→ **DIRECTIONS**: When you reach the line with "Point to the palm frond." in the records below, begin transcribing exactly and continue up to and including the line with "target | forearm", leaving out every picture.

→ **SOURCE DATA**:
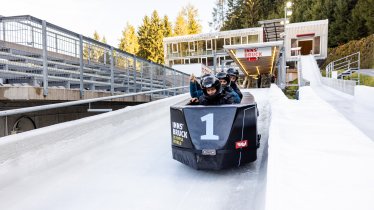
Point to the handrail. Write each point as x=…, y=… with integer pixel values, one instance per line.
x=346, y=63
x=76, y=35
x=72, y=103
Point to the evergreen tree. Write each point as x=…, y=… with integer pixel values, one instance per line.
x=91, y=51
x=103, y=40
x=157, y=35
x=180, y=27
x=249, y=13
x=129, y=40
x=218, y=15
x=191, y=14
x=338, y=28
x=144, y=38
x=151, y=35
x=232, y=16
x=168, y=27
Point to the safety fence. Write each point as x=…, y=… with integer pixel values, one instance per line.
x=34, y=52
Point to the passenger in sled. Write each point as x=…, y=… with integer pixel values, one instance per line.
x=225, y=81
x=234, y=74
x=213, y=93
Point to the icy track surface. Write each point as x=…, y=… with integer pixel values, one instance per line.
x=133, y=169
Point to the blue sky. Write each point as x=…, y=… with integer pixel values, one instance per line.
x=107, y=17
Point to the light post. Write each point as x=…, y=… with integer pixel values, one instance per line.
x=287, y=13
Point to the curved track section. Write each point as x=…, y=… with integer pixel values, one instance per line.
x=122, y=160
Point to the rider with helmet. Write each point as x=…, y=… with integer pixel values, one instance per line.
x=234, y=74
x=225, y=81
x=213, y=93
x=195, y=87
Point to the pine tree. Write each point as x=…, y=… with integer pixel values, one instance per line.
x=218, y=15
x=151, y=35
x=249, y=13
x=144, y=38
x=91, y=51
x=338, y=28
x=191, y=15
x=232, y=16
x=168, y=27
x=157, y=34
x=180, y=27
x=129, y=40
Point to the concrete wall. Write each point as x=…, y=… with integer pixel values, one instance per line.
x=104, y=127
x=59, y=94
x=346, y=86
x=361, y=96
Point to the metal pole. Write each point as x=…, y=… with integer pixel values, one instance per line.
x=164, y=79
x=358, y=68
x=81, y=85
x=135, y=74
x=6, y=125
x=128, y=75
x=174, y=81
x=45, y=64
x=56, y=43
x=215, y=63
x=151, y=77
x=4, y=30
x=32, y=36
x=111, y=71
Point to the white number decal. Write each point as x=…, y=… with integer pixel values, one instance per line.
x=209, y=128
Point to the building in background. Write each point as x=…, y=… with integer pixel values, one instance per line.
x=254, y=51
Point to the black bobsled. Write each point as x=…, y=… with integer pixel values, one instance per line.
x=215, y=137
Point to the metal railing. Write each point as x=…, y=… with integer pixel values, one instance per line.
x=38, y=53
x=345, y=66
x=7, y=113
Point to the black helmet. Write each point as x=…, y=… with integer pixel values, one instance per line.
x=223, y=76
x=233, y=72
x=211, y=81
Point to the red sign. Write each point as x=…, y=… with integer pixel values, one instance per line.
x=241, y=144
x=249, y=53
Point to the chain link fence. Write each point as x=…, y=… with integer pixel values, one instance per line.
x=37, y=53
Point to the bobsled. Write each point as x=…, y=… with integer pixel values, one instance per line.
x=215, y=137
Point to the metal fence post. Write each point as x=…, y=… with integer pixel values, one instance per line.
x=135, y=74
x=111, y=71
x=4, y=30
x=56, y=43
x=128, y=75
x=214, y=63
x=45, y=64
x=151, y=77
x=164, y=79
x=32, y=37
x=174, y=82
x=81, y=85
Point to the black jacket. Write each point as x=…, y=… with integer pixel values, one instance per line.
x=221, y=98
x=236, y=89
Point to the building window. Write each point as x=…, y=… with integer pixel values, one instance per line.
x=219, y=44
x=210, y=61
x=236, y=40
x=175, y=48
x=194, y=60
x=208, y=44
x=191, y=46
x=317, y=45
x=244, y=40
x=252, y=39
x=177, y=61
x=201, y=46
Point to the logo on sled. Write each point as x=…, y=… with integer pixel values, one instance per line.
x=241, y=144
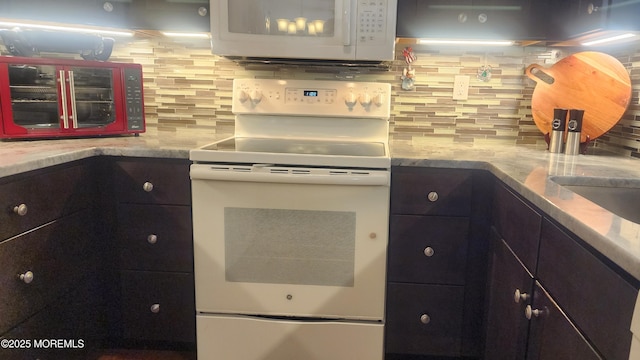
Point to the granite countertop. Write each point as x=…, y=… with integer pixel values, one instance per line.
x=525, y=169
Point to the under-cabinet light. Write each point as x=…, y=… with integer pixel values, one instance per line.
x=78, y=29
x=609, y=39
x=467, y=42
x=186, y=35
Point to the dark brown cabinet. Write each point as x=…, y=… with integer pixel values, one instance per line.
x=550, y=295
x=578, y=18
x=507, y=327
x=171, y=15
x=49, y=258
x=472, y=19
x=523, y=321
x=155, y=248
x=598, y=299
x=431, y=297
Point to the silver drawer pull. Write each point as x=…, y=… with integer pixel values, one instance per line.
x=428, y=251
x=20, y=209
x=152, y=239
x=520, y=296
x=529, y=312
x=147, y=186
x=27, y=277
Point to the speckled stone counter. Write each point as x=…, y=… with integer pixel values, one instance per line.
x=528, y=170
x=525, y=169
x=24, y=155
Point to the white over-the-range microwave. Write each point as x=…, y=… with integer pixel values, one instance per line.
x=357, y=30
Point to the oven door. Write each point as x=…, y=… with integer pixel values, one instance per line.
x=290, y=241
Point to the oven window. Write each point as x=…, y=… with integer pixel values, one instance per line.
x=279, y=246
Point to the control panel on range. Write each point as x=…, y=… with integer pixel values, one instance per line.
x=311, y=98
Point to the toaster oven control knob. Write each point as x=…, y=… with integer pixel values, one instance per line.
x=20, y=209
x=378, y=100
x=147, y=186
x=350, y=100
x=256, y=97
x=243, y=96
x=27, y=277
x=365, y=100
x=152, y=239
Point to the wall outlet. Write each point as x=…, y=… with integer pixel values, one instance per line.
x=461, y=87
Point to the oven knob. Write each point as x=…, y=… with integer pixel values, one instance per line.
x=365, y=100
x=147, y=187
x=155, y=308
x=378, y=100
x=256, y=97
x=27, y=277
x=152, y=239
x=351, y=100
x=20, y=209
x=243, y=96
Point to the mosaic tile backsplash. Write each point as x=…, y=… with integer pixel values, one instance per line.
x=187, y=86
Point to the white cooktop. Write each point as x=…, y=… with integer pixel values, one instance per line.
x=306, y=123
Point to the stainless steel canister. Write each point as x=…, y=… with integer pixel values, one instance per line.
x=557, y=130
x=574, y=129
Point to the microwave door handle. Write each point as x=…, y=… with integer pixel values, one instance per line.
x=346, y=22
x=63, y=93
x=72, y=91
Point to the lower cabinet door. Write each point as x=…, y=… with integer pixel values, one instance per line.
x=230, y=337
x=424, y=319
x=510, y=287
x=158, y=306
x=552, y=336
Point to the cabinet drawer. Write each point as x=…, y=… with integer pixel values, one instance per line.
x=518, y=224
x=152, y=181
x=431, y=191
x=424, y=319
x=74, y=316
x=599, y=300
x=56, y=255
x=428, y=249
x=158, y=306
x=155, y=237
x=43, y=196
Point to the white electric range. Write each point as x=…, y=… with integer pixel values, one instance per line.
x=290, y=223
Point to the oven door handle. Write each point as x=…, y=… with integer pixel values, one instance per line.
x=338, y=177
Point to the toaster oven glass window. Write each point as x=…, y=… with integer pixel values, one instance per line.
x=283, y=17
x=34, y=96
x=93, y=94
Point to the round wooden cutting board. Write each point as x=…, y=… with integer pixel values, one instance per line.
x=592, y=81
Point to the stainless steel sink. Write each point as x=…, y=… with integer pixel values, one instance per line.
x=620, y=196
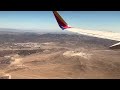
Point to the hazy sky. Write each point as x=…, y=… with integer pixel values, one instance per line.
x=45, y=21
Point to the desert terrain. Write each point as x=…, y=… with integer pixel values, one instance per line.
x=57, y=56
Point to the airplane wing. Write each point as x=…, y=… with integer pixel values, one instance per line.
x=99, y=34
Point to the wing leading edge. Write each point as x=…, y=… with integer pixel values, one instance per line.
x=100, y=34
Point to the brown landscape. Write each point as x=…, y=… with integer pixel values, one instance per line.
x=57, y=56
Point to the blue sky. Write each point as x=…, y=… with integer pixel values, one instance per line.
x=45, y=21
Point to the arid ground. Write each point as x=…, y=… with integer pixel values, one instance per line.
x=57, y=56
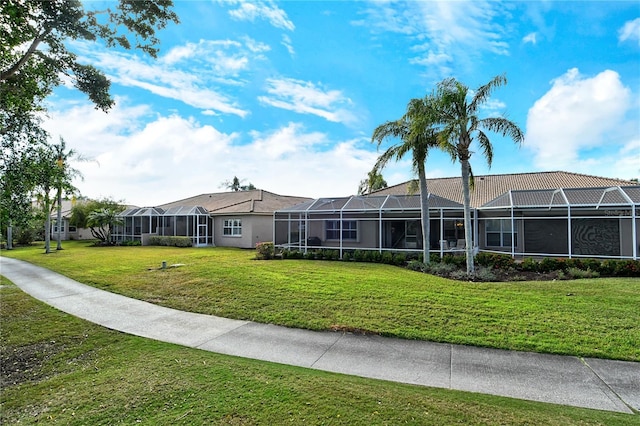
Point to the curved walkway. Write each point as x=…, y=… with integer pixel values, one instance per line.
x=567, y=380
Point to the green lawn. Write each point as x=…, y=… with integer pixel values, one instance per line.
x=590, y=317
x=57, y=369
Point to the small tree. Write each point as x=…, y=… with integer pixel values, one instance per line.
x=235, y=185
x=101, y=223
x=99, y=216
x=373, y=182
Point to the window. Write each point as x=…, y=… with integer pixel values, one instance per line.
x=54, y=226
x=349, y=230
x=498, y=233
x=232, y=228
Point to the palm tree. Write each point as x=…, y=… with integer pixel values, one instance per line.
x=417, y=135
x=457, y=110
x=101, y=223
x=373, y=182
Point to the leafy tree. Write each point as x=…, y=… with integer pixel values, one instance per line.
x=417, y=135
x=235, y=185
x=101, y=223
x=373, y=182
x=83, y=215
x=64, y=180
x=43, y=173
x=457, y=110
x=36, y=57
x=35, y=53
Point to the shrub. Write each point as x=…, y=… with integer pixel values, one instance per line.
x=459, y=274
x=399, y=259
x=581, y=273
x=529, y=265
x=442, y=269
x=627, y=268
x=387, y=257
x=416, y=265
x=485, y=274
x=265, y=250
x=607, y=267
x=459, y=261
x=495, y=260
x=549, y=264
x=592, y=264
x=157, y=240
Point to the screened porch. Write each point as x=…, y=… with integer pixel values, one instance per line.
x=569, y=222
x=381, y=223
x=181, y=221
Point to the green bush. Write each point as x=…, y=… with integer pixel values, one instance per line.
x=529, y=265
x=577, y=273
x=550, y=264
x=485, y=274
x=416, y=265
x=158, y=240
x=399, y=259
x=495, y=260
x=387, y=257
x=265, y=251
x=627, y=268
x=459, y=261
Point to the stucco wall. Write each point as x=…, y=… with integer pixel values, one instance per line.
x=255, y=229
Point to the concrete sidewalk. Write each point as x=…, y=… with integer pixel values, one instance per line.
x=581, y=382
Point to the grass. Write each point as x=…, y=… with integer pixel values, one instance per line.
x=589, y=317
x=57, y=369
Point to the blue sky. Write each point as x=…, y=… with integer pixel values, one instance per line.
x=286, y=94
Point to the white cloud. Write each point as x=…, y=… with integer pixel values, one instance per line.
x=306, y=98
x=630, y=31
x=567, y=127
x=249, y=11
x=197, y=74
x=442, y=32
x=530, y=38
x=286, y=42
x=149, y=159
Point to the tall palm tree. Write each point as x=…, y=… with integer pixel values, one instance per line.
x=417, y=135
x=458, y=115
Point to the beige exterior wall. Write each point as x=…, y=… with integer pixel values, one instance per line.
x=255, y=229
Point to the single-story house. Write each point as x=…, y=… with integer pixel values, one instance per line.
x=230, y=219
x=67, y=231
x=527, y=214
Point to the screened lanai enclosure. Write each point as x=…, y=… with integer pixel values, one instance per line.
x=137, y=224
x=381, y=223
x=569, y=222
x=583, y=222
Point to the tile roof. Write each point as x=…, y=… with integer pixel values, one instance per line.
x=489, y=187
x=256, y=201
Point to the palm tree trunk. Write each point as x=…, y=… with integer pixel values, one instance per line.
x=59, y=219
x=47, y=224
x=10, y=236
x=467, y=216
x=424, y=207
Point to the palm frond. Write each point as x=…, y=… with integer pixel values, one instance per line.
x=503, y=126
x=487, y=147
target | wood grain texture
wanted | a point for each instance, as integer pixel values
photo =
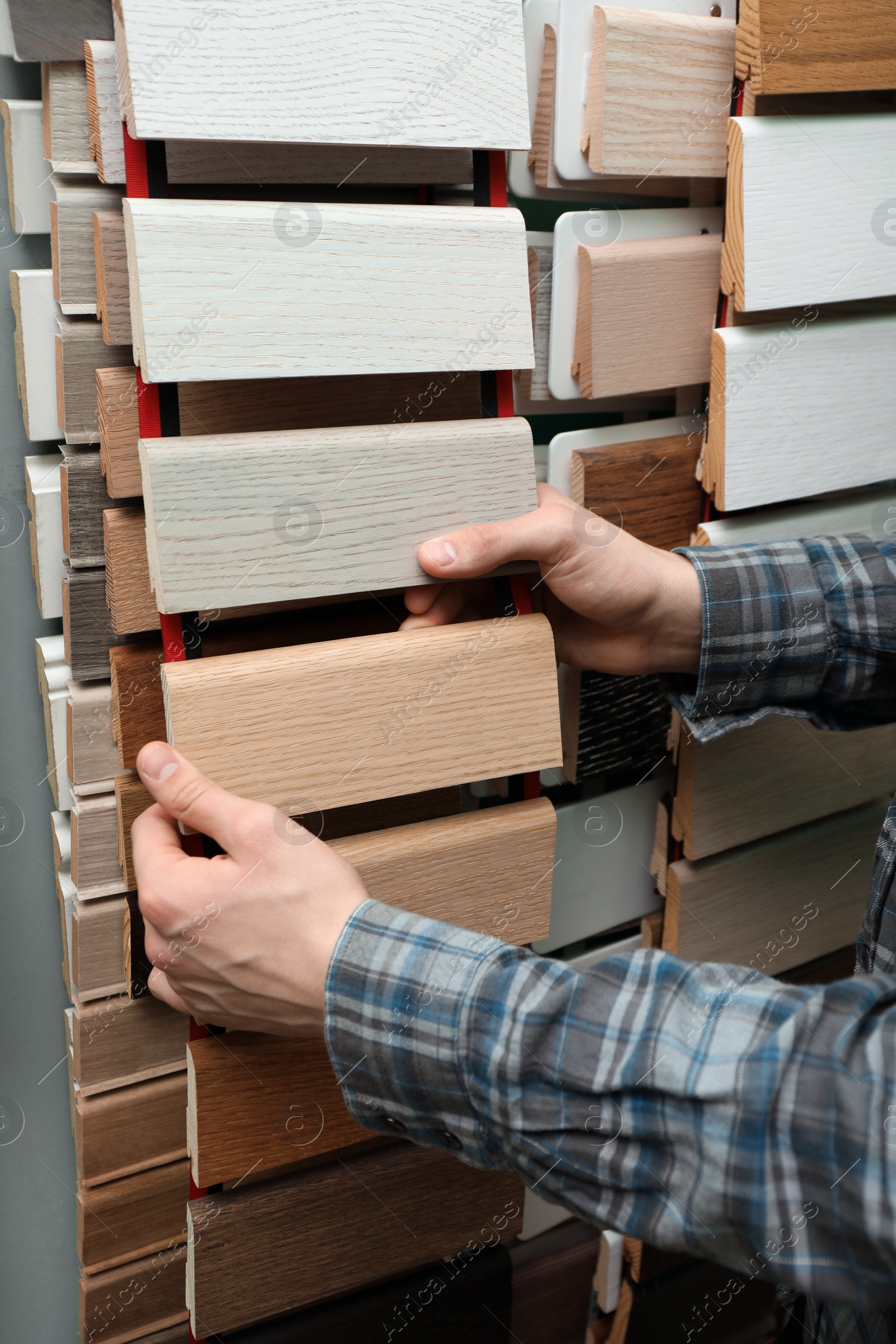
(260, 1103)
(449, 284)
(130, 1130)
(35, 335)
(270, 405)
(659, 91)
(780, 249)
(66, 132)
(140, 1300)
(414, 77)
(786, 46)
(270, 518)
(647, 311)
(776, 774)
(127, 1040)
(132, 1217)
(242, 1268)
(43, 492)
(27, 174)
(95, 847)
(92, 748)
(648, 488)
(730, 906)
(799, 409)
(110, 260)
(463, 679)
(74, 269)
(80, 353)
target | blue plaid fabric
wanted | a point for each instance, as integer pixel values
(702, 1108)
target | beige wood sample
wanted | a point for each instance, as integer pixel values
(335, 290)
(370, 718)
(385, 1211)
(74, 269)
(132, 1217)
(647, 312)
(659, 93)
(110, 260)
(125, 1040)
(774, 774)
(777, 902)
(307, 514)
(130, 1130)
(787, 46)
(66, 133)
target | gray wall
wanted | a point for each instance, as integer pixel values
(38, 1262)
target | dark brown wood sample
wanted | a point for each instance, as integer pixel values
(130, 1130)
(260, 1252)
(254, 405)
(647, 487)
(132, 1217)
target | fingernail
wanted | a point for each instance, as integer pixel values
(440, 553)
(159, 764)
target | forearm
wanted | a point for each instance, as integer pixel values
(702, 1108)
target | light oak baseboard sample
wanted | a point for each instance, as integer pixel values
(370, 290)
(140, 1300)
(270, 405)
(27, 174)
(124, 1040)
(772, 776)
(132, 1217)
(659, 89)
(783, 49)
(95, 846)
(799, 410)
(486, 691)
(242, 1268)
(113, 295)
(130, 1130)
(645, 487)
(647, 311)
(778, 902)
(416, 76)
(43, 492)
(66, 132)
(80, 353)
(222, 528)
(780, 249)
(74, 269)
(35, 335)
(262, 1103)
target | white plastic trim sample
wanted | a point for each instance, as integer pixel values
(409, 73)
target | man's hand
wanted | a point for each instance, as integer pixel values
(242, 940)
(615, 604)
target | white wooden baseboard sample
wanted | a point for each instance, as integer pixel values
(604, 227)
(344, 716)
(410, 74)
(27, 171)
(335, 290)
(781, 250)
(800, 409)
(35, 337)
(270, 518)
(659, 93)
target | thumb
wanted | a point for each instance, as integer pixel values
(544, 535)
(191, 797)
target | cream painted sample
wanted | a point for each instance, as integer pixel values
(257, 290)
(409, 73)
(301, 514)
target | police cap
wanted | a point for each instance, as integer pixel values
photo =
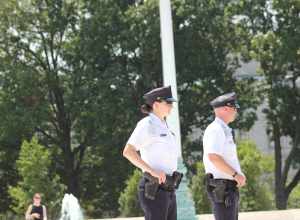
(159, 94)
(228, 99)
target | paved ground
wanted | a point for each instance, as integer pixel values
(292, 214)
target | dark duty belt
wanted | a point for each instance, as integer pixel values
(171, 183)
(229, 184)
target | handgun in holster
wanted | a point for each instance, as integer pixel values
(151, 186)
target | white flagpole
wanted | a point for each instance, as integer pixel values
(186, 209)
(168, 60)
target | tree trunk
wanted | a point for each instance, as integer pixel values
(280, 192)
(71, 175)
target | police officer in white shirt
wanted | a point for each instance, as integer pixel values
(158, 156)
(222, 167)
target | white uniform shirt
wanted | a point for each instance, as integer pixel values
(218, 139)
(156, 143)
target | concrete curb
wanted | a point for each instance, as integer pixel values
(291, 214)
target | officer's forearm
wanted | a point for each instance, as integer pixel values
(221, 164)
(130, 153)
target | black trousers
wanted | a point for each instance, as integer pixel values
(220, 211)
(163, 207)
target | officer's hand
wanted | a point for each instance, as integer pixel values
(240, 179)
(161, 176)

→ **RESPONSE FOR THIS EXERCISE**:
Point to the palm frond. Write each point as x=…, y=… with integer pixel values, one instance per line.
x=503, y=126
x=487, y=147
target | wood grain texture
wanted | a point for each instance, as integer pixel values
photo =
(260, 1103)
(449, 284)
(130, 1130)
(35, 335)
(270, 405)
(659, 91)
(780, 249)
(66, 132)
(140, 1300)
(414, 77)
(786, 46)
(270, 518)
(647, 311)
(776, 774)
(127, 1040)
(132, 1217)
(242, 1268)
(43, 492)
(27, 174)
(95, 847)
(92, 748)
(648, 488)
(730, 906)
(799, 409)
(110, 260)
(463, 679)
(74, 269)
(80, 353)
target | blue plaid fabric
wanted | a point for each instance, as integer pixel values
(702, 1108)
target | beige wood sample
wanted | a point for each instance, as integer pixel values
(335, 290)
(370, 718)
(385, 1211)
(74, 269)
(132, 1217)
(647, 312)
(659, 93)
(110, 260)
(125, 1040)
(774, 774)
(777, 902)
(307, 514)
(130, 1130)
(787, 46)
(66, 133)
target | gray wall
wanted | a point for each instance, as integer pixel values
(38, 1262)
target | dark brown wood sample
wanted | a point for each instance, as integer pixel values
(130, 1130)
(260, 1252)
(254, 405)
(647, 487)
(132, 1217)
target | fingernail
wanted | a point for each instance, as integer pixel values
(440, 553)
(159, 764)
target | forearm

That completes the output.